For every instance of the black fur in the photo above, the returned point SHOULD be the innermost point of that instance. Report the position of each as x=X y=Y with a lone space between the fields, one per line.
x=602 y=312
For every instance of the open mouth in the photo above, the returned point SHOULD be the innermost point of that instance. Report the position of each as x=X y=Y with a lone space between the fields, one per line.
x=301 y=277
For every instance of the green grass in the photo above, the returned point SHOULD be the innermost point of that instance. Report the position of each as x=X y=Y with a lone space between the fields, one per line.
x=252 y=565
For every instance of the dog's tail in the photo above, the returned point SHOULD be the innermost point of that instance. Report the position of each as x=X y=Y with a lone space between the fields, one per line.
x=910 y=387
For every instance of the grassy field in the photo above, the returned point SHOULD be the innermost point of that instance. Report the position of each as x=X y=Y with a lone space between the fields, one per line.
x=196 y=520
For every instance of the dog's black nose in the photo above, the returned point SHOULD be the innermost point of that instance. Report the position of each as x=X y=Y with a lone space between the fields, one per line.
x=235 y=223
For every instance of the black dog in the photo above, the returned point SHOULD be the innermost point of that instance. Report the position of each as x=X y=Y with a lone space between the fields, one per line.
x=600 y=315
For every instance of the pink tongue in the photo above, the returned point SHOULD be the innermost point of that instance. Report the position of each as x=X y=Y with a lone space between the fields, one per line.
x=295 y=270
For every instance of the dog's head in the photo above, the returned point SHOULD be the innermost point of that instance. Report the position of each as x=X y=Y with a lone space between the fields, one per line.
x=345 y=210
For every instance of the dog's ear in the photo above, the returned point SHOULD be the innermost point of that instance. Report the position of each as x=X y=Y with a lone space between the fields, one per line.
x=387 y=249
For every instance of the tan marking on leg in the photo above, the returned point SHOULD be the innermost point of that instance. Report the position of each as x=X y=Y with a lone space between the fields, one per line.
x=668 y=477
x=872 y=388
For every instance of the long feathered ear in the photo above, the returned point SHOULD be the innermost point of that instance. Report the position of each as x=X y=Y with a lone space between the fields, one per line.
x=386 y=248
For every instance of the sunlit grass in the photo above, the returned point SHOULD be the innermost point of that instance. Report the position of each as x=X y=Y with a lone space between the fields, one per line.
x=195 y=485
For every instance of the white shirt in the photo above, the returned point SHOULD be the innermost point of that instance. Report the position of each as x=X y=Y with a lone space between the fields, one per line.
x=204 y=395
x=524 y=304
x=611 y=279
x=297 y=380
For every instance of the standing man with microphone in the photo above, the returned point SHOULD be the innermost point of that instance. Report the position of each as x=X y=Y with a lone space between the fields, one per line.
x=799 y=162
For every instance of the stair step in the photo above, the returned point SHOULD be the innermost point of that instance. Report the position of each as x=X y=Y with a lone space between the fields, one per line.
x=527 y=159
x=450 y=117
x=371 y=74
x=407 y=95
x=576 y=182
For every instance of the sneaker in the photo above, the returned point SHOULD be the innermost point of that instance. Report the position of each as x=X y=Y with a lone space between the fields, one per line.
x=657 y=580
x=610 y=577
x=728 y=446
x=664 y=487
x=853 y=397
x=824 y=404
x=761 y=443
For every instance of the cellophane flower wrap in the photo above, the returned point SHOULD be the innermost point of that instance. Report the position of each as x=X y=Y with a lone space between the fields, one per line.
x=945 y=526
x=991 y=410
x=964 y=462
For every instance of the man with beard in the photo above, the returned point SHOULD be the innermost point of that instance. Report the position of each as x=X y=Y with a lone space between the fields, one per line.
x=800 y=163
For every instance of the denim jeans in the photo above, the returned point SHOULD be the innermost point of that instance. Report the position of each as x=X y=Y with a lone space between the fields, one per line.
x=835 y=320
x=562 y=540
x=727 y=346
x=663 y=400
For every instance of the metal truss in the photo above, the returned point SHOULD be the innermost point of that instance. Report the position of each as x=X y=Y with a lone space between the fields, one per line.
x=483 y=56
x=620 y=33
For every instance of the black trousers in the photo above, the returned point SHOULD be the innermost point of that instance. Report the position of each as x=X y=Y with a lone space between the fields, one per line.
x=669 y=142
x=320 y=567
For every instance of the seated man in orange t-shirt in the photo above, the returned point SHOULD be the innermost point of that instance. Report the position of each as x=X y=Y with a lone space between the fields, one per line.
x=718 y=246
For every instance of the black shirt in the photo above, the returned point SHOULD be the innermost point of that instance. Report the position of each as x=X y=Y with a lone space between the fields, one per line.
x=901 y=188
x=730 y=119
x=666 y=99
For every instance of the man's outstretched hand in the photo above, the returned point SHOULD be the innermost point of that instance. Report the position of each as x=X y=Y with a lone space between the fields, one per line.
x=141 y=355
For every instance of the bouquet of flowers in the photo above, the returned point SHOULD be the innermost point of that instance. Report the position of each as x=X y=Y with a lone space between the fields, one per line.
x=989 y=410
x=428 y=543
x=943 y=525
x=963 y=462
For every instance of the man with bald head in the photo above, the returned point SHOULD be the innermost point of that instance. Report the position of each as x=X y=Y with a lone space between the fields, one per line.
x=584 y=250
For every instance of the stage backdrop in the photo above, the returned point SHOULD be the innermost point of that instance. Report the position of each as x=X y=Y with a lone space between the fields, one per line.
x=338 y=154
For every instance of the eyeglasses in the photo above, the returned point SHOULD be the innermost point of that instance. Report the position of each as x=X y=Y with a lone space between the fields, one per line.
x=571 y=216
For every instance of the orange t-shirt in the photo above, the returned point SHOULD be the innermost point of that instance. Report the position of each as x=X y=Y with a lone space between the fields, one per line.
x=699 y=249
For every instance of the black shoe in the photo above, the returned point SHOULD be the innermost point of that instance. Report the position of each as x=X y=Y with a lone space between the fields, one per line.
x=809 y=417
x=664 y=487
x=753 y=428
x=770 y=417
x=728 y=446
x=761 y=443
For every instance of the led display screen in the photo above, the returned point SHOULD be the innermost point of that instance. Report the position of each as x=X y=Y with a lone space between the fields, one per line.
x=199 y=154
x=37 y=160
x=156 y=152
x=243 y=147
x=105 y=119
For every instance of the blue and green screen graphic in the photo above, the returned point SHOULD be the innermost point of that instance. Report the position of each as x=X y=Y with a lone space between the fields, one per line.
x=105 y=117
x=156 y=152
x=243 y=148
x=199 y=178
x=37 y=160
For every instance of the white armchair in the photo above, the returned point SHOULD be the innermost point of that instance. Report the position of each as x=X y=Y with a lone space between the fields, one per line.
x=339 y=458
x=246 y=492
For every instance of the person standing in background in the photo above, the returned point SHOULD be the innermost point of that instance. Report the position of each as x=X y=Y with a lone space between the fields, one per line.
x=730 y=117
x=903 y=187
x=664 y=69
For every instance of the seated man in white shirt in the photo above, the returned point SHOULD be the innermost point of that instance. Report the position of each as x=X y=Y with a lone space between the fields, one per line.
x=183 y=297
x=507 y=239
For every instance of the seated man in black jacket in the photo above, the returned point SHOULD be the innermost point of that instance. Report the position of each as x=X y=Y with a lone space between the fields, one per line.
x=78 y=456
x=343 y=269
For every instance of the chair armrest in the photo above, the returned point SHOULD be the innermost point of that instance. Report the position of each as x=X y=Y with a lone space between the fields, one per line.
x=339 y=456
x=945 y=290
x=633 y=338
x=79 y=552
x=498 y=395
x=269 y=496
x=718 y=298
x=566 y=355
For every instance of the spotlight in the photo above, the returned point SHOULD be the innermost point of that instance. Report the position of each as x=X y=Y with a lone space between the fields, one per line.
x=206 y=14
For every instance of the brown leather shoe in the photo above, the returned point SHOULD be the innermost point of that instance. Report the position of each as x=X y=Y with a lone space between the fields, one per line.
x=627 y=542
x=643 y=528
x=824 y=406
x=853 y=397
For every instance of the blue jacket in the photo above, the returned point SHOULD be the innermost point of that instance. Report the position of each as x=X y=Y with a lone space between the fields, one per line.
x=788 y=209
※ ※ ※
Could you print, exactly and with nothing else, the lines from the one containing "For every instance of the blue jacket" through the last line of the records above?

For every instance of the blue jacket in the photo above, the returned point SHOULD be the innermost point of that instance. Report the position of each as x=X y=Y with a lone space between the fields, one per line.
x=788 y=209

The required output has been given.